+++ DOCUMENT TEXT

The Art of Useless Suffering

The art as therapy idea is back, thanks to Alain de Botton.

In a surprise move, the Netherlands’ top cultural institution, the Rijksmuseum in Amsterdam, has been turned into a giant therapeutic centre designed to help people with emotional issues. The operation has been masterminded by two intellectuals, author Alain de Botton and art historian John Armstrong. The building has been decked out in banners screaming ‘Art is Therapy’ at the city, 200 works have been equipped with giant captions next to them, detailing the therapeutic benefits on offer, and six new rooms have been created to shed light on such themes as ‘Sex’, ‘Love’ and ‘Money.’ The show is expected to last until the autumn.

The reaction was swift and predicable.

++++++
+++ DATA TO EXAMINE

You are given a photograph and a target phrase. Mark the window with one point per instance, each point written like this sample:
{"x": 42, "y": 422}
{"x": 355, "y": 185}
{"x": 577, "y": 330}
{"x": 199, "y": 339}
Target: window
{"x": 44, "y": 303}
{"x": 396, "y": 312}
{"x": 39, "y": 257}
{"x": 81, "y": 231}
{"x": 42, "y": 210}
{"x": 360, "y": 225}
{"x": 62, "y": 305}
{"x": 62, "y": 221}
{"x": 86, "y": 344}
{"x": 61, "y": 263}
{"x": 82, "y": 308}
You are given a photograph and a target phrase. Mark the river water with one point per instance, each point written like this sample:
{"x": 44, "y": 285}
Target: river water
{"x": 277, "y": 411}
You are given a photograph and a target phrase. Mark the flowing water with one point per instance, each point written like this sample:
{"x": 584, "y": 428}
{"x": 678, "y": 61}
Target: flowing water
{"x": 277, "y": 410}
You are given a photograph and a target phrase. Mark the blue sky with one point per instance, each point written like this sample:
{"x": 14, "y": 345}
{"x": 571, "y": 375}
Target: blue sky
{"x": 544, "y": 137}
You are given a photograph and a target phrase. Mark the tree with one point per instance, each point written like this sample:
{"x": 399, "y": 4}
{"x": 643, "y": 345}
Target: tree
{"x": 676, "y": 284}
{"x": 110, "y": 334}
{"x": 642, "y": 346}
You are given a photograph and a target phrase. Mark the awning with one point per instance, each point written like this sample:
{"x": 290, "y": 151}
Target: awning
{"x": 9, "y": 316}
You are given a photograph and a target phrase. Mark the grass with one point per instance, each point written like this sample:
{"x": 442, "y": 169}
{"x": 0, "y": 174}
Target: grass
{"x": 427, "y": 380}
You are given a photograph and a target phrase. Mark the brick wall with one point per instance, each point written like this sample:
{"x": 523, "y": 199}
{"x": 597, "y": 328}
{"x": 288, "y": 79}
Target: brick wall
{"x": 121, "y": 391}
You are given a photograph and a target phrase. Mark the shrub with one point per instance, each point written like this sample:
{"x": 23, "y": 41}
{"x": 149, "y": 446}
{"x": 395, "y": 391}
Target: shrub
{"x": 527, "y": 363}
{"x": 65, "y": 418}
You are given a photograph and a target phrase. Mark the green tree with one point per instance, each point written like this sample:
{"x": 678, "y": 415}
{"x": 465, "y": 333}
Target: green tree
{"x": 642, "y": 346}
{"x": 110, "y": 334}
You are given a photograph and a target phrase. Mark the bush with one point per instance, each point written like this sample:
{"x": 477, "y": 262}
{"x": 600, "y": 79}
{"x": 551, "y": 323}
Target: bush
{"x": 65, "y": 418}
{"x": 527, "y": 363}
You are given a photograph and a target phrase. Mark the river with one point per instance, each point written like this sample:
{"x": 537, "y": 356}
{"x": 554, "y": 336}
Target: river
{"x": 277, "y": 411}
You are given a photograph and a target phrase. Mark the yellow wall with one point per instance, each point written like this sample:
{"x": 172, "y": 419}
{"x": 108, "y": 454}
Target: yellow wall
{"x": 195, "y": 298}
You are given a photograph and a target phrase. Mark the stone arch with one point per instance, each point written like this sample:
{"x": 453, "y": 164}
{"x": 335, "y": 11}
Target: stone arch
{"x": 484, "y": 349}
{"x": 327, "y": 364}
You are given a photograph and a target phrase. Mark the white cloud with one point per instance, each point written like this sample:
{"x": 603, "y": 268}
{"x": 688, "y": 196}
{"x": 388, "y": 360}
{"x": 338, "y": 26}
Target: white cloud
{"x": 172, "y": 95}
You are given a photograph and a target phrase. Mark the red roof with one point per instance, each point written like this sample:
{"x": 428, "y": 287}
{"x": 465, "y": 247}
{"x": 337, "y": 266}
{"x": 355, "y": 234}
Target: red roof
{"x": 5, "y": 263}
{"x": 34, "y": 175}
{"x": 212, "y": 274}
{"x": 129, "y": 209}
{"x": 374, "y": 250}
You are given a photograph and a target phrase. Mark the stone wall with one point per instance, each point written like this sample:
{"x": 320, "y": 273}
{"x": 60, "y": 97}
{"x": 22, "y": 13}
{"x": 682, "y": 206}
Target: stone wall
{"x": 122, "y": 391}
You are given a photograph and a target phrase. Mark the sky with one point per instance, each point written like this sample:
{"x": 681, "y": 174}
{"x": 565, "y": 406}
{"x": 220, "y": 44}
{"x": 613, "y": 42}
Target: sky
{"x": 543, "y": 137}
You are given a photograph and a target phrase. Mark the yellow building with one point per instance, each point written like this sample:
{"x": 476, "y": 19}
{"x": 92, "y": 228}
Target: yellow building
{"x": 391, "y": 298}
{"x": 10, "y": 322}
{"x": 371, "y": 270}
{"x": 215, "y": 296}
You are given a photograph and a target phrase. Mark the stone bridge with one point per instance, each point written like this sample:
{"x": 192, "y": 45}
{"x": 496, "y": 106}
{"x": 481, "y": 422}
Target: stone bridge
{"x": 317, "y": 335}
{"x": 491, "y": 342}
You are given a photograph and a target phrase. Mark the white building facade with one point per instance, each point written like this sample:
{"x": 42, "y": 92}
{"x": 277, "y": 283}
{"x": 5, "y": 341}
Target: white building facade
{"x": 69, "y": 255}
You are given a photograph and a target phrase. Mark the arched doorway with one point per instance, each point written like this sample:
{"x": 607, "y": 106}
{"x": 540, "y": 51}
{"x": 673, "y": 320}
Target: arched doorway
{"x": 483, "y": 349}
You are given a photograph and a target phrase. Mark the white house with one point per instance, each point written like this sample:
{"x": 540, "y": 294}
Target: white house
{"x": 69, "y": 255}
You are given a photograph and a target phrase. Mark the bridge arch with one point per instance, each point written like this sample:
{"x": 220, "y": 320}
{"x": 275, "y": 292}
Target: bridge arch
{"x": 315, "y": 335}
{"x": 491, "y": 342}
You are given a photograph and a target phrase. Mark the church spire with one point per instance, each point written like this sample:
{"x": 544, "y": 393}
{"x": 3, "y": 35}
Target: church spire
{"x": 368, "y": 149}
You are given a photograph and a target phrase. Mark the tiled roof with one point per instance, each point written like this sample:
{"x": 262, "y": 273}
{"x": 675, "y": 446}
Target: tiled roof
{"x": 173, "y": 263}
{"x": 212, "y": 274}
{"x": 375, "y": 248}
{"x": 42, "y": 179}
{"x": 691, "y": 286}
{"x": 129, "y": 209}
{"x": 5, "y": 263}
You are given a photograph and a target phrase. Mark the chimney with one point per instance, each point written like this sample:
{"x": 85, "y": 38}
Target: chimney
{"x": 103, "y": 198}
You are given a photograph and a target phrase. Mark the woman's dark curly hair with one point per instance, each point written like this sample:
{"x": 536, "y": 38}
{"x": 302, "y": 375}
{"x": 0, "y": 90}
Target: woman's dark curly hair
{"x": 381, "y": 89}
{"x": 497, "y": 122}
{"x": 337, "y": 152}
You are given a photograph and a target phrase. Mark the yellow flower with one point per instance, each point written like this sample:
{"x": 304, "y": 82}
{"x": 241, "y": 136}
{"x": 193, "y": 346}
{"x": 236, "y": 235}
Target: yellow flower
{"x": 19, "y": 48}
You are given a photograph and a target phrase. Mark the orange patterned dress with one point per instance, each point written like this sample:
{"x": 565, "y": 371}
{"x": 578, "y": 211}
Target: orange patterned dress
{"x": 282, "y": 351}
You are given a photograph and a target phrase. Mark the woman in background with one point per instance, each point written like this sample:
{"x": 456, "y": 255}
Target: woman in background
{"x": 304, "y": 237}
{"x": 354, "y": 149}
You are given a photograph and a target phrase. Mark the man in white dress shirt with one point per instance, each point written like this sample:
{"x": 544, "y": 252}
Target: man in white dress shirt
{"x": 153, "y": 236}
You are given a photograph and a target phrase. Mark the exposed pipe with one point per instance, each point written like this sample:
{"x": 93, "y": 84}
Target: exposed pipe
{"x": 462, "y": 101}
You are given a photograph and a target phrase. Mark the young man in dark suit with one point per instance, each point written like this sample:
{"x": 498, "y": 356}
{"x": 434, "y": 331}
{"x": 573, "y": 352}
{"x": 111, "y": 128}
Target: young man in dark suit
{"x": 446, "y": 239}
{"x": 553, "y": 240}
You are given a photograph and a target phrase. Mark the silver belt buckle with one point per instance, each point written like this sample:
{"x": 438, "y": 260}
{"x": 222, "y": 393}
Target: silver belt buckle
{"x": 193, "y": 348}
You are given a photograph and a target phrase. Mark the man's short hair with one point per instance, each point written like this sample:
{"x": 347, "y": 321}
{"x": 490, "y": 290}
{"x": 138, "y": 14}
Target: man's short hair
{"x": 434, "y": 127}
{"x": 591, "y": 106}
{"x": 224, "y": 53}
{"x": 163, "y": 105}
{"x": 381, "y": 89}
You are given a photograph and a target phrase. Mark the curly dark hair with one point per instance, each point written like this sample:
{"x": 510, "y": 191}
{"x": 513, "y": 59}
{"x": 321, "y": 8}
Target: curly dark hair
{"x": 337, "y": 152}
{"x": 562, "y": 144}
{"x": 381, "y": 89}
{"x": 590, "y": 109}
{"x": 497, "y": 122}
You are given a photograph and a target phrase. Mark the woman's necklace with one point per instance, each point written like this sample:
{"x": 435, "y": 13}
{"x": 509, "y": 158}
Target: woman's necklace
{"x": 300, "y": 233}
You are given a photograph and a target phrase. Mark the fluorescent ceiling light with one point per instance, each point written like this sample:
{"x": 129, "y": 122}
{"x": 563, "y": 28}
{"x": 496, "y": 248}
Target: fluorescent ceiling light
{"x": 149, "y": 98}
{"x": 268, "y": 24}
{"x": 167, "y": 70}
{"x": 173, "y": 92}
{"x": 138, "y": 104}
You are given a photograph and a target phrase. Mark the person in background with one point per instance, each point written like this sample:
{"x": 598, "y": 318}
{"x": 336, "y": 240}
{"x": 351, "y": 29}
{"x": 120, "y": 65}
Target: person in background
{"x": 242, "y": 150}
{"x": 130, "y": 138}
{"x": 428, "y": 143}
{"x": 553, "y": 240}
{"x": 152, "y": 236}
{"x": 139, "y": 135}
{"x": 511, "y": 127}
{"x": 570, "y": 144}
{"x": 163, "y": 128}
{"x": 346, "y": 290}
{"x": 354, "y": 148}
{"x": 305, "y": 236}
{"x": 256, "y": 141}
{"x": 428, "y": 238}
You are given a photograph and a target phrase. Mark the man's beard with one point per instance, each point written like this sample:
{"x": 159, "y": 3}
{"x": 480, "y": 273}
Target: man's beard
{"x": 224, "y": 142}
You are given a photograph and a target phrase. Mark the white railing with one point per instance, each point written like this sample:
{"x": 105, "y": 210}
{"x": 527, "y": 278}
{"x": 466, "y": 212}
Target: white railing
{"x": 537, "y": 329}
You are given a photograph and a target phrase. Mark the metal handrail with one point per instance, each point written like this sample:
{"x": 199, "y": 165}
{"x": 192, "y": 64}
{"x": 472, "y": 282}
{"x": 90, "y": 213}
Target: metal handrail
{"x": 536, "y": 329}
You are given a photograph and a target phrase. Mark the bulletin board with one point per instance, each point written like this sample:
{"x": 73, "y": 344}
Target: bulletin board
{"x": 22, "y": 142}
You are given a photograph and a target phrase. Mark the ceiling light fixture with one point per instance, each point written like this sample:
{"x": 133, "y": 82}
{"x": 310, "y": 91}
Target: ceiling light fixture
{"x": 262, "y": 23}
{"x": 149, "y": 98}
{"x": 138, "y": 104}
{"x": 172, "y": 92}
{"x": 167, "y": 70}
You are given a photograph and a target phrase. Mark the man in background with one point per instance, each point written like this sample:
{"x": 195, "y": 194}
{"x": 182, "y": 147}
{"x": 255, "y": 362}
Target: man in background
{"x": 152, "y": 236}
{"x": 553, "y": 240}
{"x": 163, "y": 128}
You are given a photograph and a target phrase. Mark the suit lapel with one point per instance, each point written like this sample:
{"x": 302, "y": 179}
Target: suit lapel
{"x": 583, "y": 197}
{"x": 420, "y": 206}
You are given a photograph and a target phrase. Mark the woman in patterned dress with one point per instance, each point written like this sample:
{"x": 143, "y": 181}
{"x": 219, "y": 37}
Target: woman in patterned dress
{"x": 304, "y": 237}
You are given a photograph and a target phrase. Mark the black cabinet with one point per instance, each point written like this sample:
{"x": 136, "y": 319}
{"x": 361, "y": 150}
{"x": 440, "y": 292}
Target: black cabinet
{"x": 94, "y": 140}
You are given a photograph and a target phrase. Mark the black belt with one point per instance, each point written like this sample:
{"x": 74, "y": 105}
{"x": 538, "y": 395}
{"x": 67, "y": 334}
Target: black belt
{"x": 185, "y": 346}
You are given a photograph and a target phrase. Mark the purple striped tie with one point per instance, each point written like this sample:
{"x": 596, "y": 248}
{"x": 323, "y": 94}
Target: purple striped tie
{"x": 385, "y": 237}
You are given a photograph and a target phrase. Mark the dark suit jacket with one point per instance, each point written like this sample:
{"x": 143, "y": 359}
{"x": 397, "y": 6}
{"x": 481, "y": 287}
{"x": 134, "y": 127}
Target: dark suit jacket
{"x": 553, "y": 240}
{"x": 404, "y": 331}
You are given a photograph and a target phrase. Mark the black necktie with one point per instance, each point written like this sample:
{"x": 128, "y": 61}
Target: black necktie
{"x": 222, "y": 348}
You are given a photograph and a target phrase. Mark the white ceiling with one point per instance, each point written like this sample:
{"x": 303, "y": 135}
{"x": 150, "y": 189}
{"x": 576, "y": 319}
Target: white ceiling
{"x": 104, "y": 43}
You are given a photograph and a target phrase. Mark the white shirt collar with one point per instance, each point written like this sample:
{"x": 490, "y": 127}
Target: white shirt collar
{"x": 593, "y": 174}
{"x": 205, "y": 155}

++++++

* YOUR GOAL: Would you continue the article on the Rijksmuseum's "Art is Therapy" show, picking up right after its final sentence? The records come from a different source than the text.

* EXPECTED OUTPUT:
This move has, naturally, created outrage among the cultural elite. ‘The idea that art should help people to live is a piece of babyish absurdity we should all have grown out of long ago,’ declared the Guardian‘s fiery chief art critic, Adrian Searle. The New York Times similarly cast off its normal restraints to declare: ‘Reducing art to self-help is the greatest imaginable insult to the masterpieces of culture.’

Great art can survive insults even from the art therapy movement. However, the philosopher Emmanual Levanas has the concept of "useless suffering," which is exactly the opposite of art therapy. According to Levanas, pain disrupts our ability to experience anything with any kind of coherence. We can't communicate effectively, but this is good because pain disrupts our interior life so much that we are forced to realize we're dependent on other people. Latching on to the wholeness of canonical art sooths the wounded autonomy of the self while obscuring the difficult demands placed on us by other people and the world in general.

The cure? Difficult, disruptive, demanding Modernist art. No comforting harmonies there, just the theraputic demand from the Other, symbolizing the experience of pain so it is out there in the space between self and Other, where it belongs.